# Work required
Recast the records below as a Markdown table with two columns, Row and Line. Put each non-blank line in its own row, numbered in order.

----------------

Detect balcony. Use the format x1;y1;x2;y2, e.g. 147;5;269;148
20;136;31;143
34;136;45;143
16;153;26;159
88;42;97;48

----------------

# Solution
| Row | Line |
|---|---|
| 1 | Detect balcony. Use the format x1;y1;x2;y2, e.g. 147;5;269;148 |
| 2 | 20;136;31;143 |
| 3 | 34;136;45;143 |
| 4 | 16;153;26;159 |
| 5 | 88;42;97;48 |